## [TAREFA A]
No excerto da entrevista apresentado abaixo, o entrevistado conta que perdeu um ano. Explique, com base no próprio excerto, por que isso aconteceu.

## [TRECHO DO TEXTO]
25/08/08

excertos de uma entrevista-"O papel do arquitecto"






"O papel do arquitecto"



O gosto pelo que faz…
Sim, muito!. Não escolheria outra profissão. No entanto, desempenho outras profissões que complementam e me realizam como pessoa e como arquitecto. O ensino, a música e a família.
(…)
Sobre a escolha…
Sim, ou melhor… não sabia o quanto desempenharia na sociedade um papel tão importante. Ser arquitecto afinal, não é só fazer projectos, mas sim, conhecer as pessoas que vivem os espaços que eu projecto, outras culturas se falarmos em projectos fora da nossa área de trabalho e por isso conhecer outras realidades, outras pessoas, outras culturas, outras identidades.
(...)
Dificuldades…?
Sim. O facto de me ter descurado no ensino complementar!!. Perdi um ano porque me deixei adormecer pela irresponsabilidade de não estudar!! Entre outros momentos e num ímpeto meio adolescente, decidi ir para a força aérea. Vejam lá!! …E senti a falta de todas as matérias que deveria ter aprendido mais e melhor… até no ensino complementar...
(...)
“Tendo em conta que é um bom arquitecto como acha que chegou a essa opinião?”
(sorriso)!! Seria pretensioso da minha parte considerar-me um bom arquitecto, mas na verdade, sou obrigado a reconhecer que sim... Sou bom arquitecto!..
Por vários motivos:
Trabalhei muito para não ser apenas um arquitecto… estudei, procurei evoluir, aprender sempre, nunca achar que já sabia… em cada obra, em cada um dos muitos cursos que exageradamente decidi tirar na perspectiva de querer saber um pouco de tudo!!, com cada um dos meus carpinteiros, serralheiros, trolhas ou outras especialidades, procurei sempre ouvir, escutar, perguntar e assim descobri que tinha sempre muito que apreender. A humildade em achar que temos sempre muito mais para saber ajuda a crescer como profissional e como pessoa e ser sempre melhor.

Entradas de anotação de coordenadas
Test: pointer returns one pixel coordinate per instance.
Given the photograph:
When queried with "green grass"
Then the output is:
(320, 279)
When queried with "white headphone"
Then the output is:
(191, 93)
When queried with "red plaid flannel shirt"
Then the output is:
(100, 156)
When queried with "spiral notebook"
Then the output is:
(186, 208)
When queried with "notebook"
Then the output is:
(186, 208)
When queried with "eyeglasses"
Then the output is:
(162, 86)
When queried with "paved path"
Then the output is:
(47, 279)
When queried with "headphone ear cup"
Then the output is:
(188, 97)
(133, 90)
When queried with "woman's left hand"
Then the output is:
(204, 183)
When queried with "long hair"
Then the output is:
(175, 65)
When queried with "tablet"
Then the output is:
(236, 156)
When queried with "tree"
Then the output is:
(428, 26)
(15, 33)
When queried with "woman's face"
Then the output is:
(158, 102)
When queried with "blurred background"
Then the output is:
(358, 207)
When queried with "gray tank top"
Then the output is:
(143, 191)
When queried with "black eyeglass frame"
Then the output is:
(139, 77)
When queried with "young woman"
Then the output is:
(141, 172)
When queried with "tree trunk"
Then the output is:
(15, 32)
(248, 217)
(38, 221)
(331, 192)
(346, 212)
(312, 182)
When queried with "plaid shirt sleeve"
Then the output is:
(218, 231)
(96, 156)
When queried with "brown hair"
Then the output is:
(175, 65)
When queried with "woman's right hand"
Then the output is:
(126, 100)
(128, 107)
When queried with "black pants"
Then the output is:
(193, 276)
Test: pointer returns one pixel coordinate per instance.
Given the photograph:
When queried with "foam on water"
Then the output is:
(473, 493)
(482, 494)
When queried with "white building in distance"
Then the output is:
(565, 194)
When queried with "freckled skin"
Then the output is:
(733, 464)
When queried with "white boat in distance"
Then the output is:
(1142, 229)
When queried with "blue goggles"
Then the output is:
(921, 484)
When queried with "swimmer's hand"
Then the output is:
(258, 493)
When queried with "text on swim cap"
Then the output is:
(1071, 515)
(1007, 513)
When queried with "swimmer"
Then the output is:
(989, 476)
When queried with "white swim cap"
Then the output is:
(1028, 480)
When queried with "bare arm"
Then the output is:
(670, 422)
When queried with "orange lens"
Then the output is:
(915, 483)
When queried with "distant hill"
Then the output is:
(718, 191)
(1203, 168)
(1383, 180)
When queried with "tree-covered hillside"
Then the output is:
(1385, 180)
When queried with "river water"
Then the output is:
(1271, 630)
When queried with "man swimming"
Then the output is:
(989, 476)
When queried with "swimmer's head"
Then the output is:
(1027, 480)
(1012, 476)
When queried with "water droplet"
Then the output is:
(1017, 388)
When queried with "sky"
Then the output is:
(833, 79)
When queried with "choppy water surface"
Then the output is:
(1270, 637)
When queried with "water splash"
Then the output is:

## [TAREFA B]
Reúna todas as linhas dos registros acima que contêm a palavra "headphone", levando em conta maiúsculas e minúsculas.

## [RESPOSTA CORRETA A]
Ele perdeu um ano porque se descuidou no ensino complementar. Deixou-se adormecer pela irresponsabilidade de não estudar.

## [RESPOSTA CORRETA B]
When queried with "white headphone"
When queried with "headphone ear cup"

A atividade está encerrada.